The request: Please print the stretch of the listing below from the line that contains "the mosaic of" through the line that contains "x=231 y=481", both included, exactly as the lines appear there and nothing else.

━━━

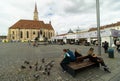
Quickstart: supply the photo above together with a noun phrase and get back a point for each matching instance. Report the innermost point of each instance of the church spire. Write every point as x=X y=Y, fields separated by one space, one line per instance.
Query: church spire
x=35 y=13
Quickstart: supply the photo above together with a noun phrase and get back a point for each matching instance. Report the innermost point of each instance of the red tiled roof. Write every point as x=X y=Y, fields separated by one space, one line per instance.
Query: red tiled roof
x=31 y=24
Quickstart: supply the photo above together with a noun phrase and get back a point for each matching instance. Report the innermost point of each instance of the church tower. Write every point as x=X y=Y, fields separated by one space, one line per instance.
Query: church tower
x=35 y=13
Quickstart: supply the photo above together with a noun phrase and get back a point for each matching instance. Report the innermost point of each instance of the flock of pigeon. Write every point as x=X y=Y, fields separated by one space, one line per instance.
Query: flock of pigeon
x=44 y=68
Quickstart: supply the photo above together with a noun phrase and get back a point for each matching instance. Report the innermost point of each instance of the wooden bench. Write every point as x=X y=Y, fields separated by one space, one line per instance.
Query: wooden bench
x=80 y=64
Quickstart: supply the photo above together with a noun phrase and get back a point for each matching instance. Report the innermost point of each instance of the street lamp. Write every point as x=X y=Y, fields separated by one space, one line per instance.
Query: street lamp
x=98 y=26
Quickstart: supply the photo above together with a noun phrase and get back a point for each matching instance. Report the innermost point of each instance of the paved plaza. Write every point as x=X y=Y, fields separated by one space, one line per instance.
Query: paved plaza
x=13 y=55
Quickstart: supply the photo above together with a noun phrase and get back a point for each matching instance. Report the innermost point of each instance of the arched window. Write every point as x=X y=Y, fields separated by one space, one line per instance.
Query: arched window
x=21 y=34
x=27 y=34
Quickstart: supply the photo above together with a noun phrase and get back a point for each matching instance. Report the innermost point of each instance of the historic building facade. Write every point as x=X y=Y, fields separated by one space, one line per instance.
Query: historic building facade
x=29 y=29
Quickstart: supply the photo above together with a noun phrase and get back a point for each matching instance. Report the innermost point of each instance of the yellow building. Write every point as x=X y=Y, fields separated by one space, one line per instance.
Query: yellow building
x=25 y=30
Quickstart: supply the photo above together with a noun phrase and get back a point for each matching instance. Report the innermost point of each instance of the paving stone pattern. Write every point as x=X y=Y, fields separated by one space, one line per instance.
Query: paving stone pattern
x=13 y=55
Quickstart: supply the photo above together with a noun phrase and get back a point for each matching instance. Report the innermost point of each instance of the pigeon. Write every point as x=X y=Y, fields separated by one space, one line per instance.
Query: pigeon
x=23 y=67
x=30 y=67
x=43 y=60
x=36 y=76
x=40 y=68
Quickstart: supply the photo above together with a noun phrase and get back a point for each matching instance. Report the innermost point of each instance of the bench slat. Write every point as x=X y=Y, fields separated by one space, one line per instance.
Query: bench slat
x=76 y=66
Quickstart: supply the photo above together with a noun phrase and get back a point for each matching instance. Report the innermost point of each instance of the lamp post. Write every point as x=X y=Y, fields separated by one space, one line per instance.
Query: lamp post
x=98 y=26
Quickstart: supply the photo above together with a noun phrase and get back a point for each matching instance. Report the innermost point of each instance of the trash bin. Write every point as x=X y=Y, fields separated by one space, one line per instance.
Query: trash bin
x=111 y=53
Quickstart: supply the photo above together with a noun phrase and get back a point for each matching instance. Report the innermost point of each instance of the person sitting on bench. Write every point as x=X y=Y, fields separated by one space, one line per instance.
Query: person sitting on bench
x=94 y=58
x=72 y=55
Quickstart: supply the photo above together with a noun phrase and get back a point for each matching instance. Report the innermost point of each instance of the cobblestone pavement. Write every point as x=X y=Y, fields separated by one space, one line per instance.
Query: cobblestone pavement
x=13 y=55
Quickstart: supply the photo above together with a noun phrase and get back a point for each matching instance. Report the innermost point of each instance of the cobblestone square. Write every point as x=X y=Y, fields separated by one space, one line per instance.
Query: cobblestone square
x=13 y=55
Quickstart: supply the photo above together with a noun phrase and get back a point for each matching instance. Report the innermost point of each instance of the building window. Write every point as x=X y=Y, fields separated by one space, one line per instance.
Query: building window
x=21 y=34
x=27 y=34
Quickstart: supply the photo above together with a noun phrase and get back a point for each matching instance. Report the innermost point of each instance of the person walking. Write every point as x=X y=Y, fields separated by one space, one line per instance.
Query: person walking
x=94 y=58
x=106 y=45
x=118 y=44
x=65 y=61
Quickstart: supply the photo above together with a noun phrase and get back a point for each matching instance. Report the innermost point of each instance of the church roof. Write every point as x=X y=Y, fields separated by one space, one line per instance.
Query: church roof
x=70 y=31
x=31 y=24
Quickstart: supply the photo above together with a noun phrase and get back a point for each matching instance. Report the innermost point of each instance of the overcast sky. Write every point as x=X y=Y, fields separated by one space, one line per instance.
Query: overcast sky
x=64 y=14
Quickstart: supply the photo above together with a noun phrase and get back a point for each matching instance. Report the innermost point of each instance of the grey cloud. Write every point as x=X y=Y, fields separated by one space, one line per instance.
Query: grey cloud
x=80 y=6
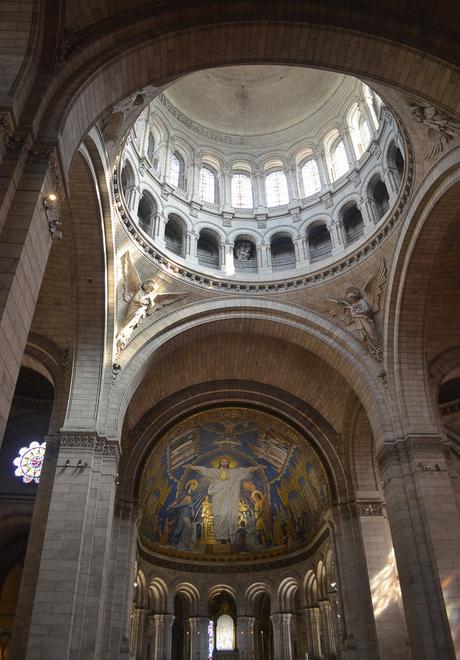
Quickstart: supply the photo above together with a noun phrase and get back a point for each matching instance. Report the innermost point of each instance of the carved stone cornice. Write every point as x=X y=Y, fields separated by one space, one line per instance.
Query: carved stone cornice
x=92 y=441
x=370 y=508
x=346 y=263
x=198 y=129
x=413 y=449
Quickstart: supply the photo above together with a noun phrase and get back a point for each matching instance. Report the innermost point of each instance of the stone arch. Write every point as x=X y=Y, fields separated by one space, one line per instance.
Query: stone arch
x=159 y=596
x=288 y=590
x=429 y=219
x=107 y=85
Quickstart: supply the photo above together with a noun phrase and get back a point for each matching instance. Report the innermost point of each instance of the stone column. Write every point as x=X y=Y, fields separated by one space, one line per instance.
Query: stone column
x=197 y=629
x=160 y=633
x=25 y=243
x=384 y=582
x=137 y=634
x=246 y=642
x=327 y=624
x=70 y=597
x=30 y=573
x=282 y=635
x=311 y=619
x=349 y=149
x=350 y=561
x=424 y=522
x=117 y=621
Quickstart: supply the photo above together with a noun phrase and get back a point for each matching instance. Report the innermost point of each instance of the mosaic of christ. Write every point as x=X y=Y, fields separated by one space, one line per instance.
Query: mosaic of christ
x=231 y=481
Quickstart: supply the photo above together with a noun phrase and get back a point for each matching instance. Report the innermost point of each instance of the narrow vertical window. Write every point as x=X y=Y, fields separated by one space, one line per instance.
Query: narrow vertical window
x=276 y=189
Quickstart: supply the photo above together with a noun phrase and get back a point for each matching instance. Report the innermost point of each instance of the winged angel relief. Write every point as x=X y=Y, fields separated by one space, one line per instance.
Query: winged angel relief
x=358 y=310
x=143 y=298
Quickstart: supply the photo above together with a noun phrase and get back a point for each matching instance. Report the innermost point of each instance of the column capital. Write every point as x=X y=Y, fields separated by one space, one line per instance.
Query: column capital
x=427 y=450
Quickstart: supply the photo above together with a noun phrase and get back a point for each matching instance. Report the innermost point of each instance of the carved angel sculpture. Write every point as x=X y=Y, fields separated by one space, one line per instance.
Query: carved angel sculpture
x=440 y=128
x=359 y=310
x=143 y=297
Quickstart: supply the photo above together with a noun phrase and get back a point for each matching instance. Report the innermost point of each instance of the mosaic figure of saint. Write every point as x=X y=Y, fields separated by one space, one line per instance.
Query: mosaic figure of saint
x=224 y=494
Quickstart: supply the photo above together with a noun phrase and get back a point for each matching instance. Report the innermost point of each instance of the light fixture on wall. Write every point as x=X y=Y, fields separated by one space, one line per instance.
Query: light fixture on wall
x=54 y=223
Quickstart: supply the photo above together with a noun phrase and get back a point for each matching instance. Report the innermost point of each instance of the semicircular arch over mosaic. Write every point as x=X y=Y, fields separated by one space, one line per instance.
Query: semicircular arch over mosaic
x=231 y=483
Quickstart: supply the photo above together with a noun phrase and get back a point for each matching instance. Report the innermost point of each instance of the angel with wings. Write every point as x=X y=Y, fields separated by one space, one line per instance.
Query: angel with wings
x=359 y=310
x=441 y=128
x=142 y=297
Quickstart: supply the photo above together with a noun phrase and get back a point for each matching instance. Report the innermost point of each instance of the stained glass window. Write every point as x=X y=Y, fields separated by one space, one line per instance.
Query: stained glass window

━━━

Exercise response:
Quickstart: supply the photo above together with a noun phrase and get back a point for each matching instance. Report the innermost point of each instance of the mosaic of christ. Write every point as x=X y=Y, fields separated by one space, one line per instance.
Query: mosaic of christ
x=231 y=481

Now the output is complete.